» Problem to solve
Rewrite every entry below with "upper wing" swapped for "lower wing" and no other change. Omit the pictures from your output.

» Dataset rows
^^^^
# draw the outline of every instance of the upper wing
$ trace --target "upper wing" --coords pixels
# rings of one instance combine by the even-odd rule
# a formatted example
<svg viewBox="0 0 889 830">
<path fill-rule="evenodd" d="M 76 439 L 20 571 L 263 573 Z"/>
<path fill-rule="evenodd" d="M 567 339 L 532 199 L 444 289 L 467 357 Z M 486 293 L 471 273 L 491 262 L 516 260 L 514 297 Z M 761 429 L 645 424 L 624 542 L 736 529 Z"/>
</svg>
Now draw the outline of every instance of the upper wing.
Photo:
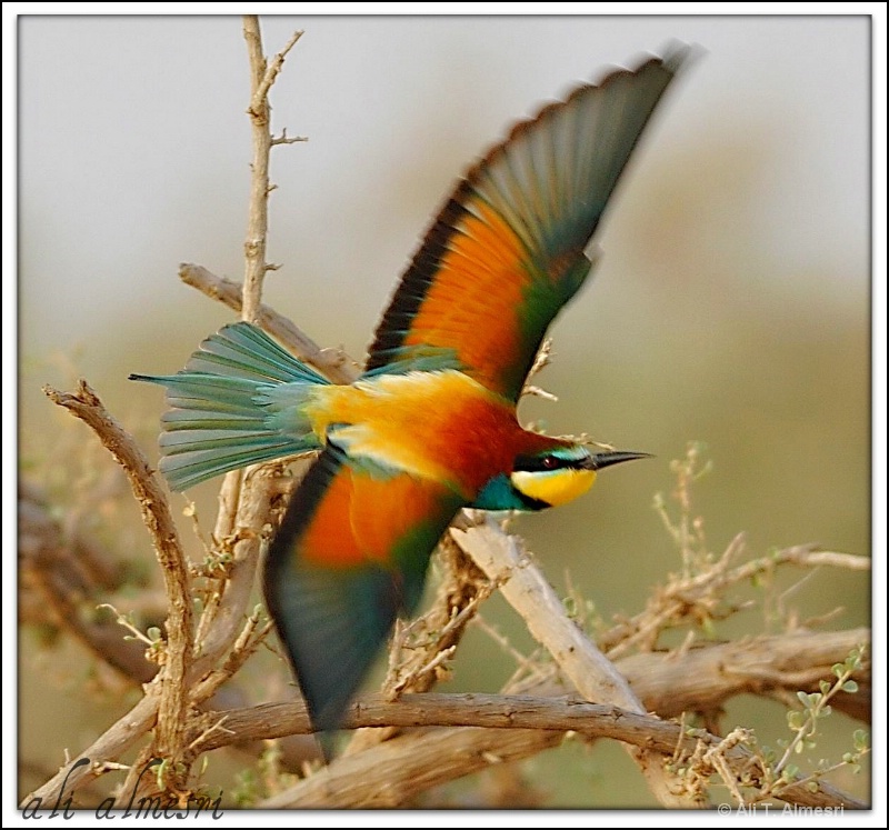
^^^^
» Solution for this exercise
# draw the outline of every instance of the lower wing
$ trace --target "lower wing" --coords pixels
# rings of one instance combine by the even-odd rule
# a formatted example
<svg viewBox="0 0 889 830">
<path fill-rule="evenodd" d="M 76 439 L 20 571 L 263 573 Z"/>
<path fill-rule="evenodd" d="M 567 339 L 532 199 L 444 289 L 467 357 Z M 486 293 L 471 273 L 491 262 L 516 260 L 514 297 Z M 761 429 L 645 424 L 624 542 L 736 529 Z"/>
</svg>
Now draw the outline of every instance of the lower wing.
Photo:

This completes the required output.